GIVEN REQUEST →
Repeat the rows from the line containing "of the cliff" through the end of the rows, with the requests included. Multiply every coordinate in the answers by 0.95 and round each result to a whole number, rounding halves up.

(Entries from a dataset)
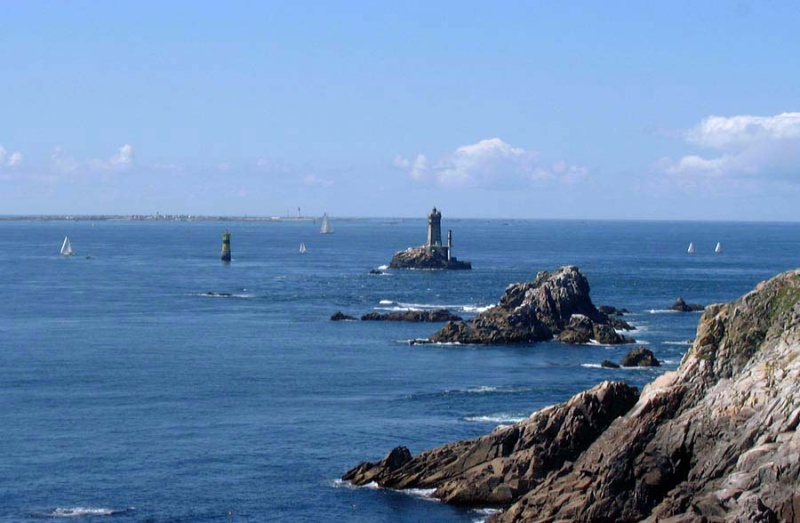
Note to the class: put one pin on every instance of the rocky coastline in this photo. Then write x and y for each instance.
(554, 305)
(715, 440)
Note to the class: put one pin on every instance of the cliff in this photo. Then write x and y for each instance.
(554, 304)
(715, 440)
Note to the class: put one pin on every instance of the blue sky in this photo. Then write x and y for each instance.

COMPLETED EXERCISE →
Note to the class: put one pin on every instance of the cliff in this photo. Then write x and y for each instance.
(526, 289)
(679, 418)
Note to the class: put one pin on every instance of the blue sky in this photo. Then write x and y for each instance.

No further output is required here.